● **What you need to do**: Could you turn the lines of the rows below into a JSON list of strings, one string per line with blank lines left out, covering only the stretch between the lines holding "Reviewer note: every instance of the cherry" and "pixel 404 286", inclusive?

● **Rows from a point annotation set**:
──────────────────────────────
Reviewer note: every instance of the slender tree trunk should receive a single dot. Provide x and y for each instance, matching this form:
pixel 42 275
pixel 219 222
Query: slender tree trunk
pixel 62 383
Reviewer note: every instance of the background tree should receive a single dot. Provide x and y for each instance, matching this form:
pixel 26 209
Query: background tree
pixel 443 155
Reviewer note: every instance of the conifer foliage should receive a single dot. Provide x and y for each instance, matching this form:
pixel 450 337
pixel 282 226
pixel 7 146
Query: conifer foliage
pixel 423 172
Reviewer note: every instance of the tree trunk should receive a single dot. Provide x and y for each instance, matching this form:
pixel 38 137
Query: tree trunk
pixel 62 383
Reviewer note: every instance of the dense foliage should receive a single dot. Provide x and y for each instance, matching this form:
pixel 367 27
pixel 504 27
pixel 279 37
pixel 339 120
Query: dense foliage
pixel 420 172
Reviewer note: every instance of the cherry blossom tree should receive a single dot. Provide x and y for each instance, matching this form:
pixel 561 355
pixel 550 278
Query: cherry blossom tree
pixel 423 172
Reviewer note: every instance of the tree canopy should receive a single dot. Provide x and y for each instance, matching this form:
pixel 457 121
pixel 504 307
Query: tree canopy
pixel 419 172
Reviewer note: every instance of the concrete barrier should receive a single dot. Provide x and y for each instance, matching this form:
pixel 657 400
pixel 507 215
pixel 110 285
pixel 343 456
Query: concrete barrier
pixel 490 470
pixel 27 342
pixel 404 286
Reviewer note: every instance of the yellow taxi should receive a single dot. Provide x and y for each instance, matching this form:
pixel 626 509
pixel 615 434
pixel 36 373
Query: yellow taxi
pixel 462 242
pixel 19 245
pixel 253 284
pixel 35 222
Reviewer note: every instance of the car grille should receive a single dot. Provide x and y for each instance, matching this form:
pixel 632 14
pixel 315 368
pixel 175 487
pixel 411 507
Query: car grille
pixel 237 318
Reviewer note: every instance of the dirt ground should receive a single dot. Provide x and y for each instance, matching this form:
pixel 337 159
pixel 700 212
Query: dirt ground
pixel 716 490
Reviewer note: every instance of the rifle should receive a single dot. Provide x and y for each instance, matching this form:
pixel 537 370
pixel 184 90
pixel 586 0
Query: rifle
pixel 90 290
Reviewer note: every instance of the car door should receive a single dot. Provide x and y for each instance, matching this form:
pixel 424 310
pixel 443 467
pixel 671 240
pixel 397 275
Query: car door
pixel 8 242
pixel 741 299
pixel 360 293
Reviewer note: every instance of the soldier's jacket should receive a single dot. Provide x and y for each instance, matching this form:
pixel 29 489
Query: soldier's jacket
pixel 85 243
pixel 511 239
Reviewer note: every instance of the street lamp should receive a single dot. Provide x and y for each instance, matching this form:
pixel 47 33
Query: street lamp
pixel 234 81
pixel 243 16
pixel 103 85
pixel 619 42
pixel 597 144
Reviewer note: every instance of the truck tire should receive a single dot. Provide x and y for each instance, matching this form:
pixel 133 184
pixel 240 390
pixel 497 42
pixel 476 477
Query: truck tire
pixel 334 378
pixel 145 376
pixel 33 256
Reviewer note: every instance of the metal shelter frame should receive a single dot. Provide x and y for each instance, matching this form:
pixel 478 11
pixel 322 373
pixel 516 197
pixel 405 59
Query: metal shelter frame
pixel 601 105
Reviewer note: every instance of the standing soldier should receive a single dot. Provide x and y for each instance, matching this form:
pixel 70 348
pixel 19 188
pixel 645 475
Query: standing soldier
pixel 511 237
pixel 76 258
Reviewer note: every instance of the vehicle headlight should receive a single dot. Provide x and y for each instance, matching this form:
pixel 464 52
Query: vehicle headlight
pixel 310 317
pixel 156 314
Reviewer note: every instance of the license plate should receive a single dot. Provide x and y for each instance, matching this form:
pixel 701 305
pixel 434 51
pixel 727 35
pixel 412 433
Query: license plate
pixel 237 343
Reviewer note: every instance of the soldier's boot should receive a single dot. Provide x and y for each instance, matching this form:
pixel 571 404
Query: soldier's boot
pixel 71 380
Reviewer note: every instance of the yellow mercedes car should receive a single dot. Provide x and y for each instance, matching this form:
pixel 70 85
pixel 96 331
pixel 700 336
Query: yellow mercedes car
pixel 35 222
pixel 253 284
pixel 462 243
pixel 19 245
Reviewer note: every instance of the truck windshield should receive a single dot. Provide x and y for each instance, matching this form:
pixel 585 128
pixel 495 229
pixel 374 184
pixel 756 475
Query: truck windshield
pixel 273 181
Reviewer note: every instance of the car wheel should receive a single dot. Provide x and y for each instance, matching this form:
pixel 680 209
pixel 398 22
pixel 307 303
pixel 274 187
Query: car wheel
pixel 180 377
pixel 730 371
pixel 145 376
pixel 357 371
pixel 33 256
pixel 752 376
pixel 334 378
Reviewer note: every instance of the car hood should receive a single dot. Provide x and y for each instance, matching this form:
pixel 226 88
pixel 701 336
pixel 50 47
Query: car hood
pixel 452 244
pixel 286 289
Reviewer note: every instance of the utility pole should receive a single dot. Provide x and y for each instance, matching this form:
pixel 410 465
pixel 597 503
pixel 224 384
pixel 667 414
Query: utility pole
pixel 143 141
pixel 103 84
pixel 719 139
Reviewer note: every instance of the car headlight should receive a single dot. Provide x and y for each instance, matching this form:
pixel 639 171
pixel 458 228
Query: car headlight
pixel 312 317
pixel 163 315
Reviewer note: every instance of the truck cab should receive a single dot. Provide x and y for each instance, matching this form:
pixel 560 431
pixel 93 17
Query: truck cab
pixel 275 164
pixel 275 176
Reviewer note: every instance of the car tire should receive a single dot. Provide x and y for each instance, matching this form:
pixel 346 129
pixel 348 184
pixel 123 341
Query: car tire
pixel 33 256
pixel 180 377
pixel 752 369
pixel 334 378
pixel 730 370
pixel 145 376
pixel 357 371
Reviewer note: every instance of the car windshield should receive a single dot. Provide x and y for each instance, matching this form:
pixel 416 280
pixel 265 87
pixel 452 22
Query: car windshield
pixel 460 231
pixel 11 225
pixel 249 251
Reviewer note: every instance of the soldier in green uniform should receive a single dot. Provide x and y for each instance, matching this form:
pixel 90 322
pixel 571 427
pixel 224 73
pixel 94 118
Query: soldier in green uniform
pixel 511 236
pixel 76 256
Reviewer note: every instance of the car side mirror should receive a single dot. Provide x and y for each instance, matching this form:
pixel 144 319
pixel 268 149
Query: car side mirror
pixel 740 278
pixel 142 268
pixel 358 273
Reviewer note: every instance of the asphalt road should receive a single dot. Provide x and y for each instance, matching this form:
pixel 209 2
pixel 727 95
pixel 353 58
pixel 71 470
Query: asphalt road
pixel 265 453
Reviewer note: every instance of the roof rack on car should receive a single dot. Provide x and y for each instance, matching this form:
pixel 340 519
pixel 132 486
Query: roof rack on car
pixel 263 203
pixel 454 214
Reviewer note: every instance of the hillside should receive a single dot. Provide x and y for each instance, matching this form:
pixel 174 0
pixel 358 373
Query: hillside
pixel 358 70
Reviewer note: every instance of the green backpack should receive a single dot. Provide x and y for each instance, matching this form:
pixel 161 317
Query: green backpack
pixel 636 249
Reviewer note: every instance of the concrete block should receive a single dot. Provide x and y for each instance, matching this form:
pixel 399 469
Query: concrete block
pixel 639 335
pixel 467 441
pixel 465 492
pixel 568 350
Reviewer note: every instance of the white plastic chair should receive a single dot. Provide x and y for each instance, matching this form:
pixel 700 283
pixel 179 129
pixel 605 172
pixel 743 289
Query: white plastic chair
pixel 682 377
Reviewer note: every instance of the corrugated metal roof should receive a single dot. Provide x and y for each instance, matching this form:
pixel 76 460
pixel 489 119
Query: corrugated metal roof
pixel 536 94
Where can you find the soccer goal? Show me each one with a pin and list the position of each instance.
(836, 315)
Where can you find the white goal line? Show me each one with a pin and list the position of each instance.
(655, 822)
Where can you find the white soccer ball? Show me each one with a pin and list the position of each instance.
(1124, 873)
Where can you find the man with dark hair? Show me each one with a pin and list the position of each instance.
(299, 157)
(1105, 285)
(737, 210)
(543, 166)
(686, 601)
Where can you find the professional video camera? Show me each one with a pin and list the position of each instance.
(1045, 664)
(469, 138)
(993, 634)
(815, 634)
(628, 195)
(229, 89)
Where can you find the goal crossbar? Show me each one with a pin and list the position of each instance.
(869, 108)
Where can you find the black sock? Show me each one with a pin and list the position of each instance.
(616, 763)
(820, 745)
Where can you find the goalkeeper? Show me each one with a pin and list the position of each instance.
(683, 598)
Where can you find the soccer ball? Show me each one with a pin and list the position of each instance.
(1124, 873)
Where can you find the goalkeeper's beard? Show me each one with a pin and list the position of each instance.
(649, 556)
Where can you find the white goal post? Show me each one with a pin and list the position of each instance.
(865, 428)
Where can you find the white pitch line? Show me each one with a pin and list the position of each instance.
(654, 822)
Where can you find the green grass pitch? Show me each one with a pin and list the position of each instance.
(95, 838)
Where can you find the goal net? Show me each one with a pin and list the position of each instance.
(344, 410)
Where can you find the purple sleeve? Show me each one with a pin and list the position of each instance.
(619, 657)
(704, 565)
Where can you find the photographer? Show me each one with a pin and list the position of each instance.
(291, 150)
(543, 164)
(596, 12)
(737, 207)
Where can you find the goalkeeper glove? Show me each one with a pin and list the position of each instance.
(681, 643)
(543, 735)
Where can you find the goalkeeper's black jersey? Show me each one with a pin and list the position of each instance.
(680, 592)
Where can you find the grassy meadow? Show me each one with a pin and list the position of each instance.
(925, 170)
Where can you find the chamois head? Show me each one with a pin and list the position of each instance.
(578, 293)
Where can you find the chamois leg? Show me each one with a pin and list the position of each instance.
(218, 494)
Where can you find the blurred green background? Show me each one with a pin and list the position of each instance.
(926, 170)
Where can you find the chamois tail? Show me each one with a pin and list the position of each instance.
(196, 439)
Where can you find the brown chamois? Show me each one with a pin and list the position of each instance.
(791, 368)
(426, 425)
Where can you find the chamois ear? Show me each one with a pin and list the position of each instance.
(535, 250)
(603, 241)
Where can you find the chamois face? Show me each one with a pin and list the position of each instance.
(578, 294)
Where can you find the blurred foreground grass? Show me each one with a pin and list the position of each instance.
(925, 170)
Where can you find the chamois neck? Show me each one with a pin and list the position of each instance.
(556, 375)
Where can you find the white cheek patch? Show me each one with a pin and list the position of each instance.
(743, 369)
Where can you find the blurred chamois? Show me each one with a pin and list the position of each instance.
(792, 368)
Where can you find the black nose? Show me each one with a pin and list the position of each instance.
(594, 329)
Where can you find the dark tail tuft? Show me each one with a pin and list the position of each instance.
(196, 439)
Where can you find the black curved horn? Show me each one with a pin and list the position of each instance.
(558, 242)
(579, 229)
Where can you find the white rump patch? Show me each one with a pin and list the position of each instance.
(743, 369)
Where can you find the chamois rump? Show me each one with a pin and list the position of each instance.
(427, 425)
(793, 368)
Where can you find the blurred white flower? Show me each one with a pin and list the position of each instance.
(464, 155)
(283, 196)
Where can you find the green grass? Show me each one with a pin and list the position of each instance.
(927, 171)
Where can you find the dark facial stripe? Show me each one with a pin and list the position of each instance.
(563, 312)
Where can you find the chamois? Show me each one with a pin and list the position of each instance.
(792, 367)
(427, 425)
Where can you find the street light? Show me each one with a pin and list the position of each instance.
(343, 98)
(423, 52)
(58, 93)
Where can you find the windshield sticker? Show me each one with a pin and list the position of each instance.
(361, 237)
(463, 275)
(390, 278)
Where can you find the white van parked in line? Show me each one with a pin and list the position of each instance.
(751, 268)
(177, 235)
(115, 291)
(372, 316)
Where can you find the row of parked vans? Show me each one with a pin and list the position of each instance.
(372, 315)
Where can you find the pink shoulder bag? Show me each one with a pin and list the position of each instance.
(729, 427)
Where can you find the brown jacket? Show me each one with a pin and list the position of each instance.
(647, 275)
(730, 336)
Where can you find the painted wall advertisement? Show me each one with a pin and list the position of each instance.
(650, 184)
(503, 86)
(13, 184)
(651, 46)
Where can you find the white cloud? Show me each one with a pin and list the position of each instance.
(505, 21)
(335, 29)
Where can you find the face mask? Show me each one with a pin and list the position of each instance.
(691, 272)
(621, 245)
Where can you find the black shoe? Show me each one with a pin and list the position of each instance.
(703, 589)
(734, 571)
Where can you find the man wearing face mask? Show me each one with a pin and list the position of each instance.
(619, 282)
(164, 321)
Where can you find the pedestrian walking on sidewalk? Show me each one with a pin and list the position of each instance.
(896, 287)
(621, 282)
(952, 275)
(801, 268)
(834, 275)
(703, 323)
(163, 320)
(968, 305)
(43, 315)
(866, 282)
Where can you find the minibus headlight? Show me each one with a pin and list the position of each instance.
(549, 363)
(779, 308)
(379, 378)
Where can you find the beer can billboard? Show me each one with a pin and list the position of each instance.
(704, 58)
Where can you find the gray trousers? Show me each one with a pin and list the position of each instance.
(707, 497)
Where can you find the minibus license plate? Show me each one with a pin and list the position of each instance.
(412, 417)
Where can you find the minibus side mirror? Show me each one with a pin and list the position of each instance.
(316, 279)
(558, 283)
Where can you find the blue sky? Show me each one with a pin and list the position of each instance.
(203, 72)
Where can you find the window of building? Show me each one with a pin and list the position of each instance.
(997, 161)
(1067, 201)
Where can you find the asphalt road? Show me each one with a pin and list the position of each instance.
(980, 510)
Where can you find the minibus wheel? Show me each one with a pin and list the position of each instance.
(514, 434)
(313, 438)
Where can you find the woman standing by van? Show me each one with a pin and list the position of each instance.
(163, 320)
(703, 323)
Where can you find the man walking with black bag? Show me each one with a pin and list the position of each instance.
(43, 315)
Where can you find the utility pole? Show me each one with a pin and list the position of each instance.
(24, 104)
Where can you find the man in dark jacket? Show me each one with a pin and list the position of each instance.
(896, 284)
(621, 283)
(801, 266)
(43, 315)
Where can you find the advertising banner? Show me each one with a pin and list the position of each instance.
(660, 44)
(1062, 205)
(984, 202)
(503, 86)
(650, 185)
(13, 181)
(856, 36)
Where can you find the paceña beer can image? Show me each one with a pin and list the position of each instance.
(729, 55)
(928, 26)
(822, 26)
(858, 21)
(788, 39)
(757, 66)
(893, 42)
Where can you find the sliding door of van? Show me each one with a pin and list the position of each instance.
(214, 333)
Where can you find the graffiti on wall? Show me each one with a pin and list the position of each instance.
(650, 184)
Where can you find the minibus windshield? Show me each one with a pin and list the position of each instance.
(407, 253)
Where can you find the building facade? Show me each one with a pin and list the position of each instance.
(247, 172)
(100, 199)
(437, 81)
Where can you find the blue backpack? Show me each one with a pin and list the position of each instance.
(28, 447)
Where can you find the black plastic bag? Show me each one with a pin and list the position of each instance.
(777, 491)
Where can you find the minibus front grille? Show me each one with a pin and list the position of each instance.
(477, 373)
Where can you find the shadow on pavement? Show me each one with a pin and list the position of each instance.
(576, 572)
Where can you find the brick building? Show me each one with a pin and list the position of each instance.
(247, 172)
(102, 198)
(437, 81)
──────────────────────────────
● **Reply**:
[
  "Reviewer note: every instance of the cherry blossom tree should receive a single dot. Provide x and y for each instance, matching this form:",
  "pixel 561 355",
  "pixel 550 278",
  "Query: cherry blossom tree",
  "pixel 423 172",
  "Reviewer note: every instance of the tree canopy should receive a single dot. Provide x and y for each instance, matching this form:",
  "pixel 457 121",
  "pixel 504 307",
  "Query: tree canopy",
  "pixel 419 172",
  "Reviewer note: every instance of the concrete barrier should receive a single dot. Provide x and y for each instance, matching this form:",
  "pixel 657 400",
  "pixel 507 215",
  "pixel 110 285",
  "pixel 343 456",
  "Query: concrete barrier",
  "pixel 490 470",
  "pixel 27 342",
  "pixel 404 286"
]